[Saved entries]
Content starts

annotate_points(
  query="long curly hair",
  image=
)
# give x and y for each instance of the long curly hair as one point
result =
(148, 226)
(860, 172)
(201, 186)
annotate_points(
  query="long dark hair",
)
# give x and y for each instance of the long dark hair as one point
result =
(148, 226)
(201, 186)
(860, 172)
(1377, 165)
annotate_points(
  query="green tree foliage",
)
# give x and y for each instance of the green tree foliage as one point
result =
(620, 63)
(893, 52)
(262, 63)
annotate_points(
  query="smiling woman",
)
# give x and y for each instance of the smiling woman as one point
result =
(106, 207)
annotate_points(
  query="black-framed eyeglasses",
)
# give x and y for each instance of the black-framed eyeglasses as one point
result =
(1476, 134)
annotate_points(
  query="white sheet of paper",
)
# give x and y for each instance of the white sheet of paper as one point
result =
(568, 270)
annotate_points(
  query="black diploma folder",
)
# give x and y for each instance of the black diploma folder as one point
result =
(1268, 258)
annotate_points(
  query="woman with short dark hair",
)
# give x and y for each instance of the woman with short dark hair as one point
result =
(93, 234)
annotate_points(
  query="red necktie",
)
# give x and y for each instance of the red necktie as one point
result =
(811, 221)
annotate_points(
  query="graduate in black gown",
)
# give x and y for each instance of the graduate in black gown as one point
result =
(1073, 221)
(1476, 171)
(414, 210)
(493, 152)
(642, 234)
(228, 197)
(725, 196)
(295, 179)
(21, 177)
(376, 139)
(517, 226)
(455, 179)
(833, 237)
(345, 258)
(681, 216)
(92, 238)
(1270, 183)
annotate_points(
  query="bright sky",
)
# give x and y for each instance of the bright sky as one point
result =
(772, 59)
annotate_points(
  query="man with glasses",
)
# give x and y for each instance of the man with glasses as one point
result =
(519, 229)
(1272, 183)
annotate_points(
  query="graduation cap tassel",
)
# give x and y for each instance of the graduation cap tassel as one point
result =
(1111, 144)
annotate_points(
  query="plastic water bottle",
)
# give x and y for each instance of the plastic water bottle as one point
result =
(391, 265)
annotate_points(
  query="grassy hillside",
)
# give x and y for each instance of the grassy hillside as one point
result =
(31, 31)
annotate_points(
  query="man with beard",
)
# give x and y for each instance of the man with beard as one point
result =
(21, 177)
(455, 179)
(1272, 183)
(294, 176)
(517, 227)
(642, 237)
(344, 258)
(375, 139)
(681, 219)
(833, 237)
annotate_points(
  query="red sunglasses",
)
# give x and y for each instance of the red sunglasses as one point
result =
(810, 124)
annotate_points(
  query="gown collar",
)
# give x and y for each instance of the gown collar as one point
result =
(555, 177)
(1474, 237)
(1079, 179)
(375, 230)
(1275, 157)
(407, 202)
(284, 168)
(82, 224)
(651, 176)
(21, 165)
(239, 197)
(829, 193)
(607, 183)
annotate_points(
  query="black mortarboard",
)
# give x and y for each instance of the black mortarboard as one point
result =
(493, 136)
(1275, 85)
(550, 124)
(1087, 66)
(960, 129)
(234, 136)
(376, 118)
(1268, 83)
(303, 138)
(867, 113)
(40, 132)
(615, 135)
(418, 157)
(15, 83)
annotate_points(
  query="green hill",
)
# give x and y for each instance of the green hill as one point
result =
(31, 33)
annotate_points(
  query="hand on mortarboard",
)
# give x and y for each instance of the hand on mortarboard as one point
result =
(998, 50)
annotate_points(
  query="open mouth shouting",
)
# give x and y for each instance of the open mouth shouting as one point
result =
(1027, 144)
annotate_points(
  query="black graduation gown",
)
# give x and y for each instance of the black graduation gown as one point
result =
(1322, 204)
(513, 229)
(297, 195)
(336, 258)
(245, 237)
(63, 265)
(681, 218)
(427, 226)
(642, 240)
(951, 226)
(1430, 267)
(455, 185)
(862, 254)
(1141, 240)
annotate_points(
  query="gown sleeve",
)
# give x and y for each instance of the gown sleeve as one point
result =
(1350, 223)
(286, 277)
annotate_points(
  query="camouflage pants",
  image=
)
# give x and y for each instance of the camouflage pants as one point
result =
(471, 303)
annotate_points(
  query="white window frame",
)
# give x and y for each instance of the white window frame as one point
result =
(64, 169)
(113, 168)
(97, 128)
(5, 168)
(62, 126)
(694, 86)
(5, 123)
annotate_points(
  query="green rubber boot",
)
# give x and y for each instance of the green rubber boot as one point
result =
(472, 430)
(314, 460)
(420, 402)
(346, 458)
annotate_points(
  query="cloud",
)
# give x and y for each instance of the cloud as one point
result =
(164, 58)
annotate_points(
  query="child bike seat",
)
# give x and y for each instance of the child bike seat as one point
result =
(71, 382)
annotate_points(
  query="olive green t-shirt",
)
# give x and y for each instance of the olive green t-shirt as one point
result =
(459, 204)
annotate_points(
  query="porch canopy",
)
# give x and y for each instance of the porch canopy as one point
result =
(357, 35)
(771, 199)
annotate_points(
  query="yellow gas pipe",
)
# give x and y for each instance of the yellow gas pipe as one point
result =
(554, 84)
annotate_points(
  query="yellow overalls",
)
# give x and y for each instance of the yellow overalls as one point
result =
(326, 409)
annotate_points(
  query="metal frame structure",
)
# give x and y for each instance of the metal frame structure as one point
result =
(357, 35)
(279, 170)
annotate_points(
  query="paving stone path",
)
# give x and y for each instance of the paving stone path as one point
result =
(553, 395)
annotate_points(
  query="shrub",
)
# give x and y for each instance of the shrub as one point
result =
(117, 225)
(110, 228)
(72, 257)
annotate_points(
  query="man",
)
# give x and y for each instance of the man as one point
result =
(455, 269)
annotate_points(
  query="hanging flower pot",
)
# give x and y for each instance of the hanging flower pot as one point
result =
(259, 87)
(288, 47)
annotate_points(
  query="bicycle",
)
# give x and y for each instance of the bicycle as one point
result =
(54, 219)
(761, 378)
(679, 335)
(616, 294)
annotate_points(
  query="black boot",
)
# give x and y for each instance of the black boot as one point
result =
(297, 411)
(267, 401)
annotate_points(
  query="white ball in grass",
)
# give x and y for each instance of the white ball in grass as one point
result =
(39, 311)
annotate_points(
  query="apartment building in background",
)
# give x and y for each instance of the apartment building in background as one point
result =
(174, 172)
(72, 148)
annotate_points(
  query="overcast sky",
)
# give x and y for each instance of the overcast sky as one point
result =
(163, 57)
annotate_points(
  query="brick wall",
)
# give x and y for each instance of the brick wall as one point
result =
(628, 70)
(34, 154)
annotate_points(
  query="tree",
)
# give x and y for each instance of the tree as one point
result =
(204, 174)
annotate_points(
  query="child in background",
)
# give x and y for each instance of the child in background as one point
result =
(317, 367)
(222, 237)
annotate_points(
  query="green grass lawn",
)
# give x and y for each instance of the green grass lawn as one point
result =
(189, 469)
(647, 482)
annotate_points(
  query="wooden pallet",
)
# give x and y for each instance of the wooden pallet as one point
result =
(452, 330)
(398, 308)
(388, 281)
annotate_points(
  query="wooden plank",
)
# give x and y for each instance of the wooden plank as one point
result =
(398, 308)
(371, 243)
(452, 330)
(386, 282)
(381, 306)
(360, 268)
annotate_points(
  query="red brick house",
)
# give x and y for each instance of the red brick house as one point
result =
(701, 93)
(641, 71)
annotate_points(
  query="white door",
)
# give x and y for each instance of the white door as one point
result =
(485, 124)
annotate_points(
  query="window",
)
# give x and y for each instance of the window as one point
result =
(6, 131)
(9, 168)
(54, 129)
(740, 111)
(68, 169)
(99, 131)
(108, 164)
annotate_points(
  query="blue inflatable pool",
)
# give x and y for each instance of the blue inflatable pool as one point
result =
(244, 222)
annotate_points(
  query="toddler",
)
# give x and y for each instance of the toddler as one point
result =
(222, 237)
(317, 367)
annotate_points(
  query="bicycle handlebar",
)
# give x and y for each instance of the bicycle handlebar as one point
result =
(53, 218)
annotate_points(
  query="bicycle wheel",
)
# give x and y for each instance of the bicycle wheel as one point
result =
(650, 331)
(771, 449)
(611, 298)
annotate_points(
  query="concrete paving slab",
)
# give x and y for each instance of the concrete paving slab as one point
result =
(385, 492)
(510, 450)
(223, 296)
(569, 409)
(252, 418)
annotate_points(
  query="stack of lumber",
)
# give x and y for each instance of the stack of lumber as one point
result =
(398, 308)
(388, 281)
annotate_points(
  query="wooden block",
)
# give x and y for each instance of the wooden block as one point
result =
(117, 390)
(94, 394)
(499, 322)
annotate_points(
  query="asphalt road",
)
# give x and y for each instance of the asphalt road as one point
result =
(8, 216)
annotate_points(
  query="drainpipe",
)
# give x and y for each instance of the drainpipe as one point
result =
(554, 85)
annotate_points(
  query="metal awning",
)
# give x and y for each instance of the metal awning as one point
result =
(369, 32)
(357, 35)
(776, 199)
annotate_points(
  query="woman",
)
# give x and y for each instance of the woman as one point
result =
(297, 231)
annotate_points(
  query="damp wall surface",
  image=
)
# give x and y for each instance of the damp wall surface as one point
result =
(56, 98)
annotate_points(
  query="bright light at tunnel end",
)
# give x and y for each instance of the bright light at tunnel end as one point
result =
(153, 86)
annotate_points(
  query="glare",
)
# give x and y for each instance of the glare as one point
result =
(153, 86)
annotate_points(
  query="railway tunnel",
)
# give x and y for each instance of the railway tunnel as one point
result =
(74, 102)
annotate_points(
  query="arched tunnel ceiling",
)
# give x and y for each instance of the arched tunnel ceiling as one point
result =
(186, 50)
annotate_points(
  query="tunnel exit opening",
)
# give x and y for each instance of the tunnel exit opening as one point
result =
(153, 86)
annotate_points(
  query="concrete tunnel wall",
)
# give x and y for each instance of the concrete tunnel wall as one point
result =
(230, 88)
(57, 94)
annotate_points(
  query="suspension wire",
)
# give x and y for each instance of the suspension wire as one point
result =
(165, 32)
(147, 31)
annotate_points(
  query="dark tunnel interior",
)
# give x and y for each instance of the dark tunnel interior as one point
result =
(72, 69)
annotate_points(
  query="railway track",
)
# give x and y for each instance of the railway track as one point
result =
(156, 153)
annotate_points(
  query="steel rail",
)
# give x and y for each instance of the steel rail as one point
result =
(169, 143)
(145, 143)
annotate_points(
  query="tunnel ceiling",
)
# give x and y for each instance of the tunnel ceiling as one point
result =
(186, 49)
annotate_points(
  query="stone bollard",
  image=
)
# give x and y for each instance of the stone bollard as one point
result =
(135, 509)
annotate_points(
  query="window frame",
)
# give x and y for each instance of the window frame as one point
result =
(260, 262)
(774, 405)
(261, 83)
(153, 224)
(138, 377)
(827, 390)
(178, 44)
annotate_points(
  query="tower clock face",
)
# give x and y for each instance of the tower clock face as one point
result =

Content ends

Directions: Show each line of the data that contains the string "smiling".

Task solution:
  query="smiling woman",
# give x and y for each instance of the smiling woman as one point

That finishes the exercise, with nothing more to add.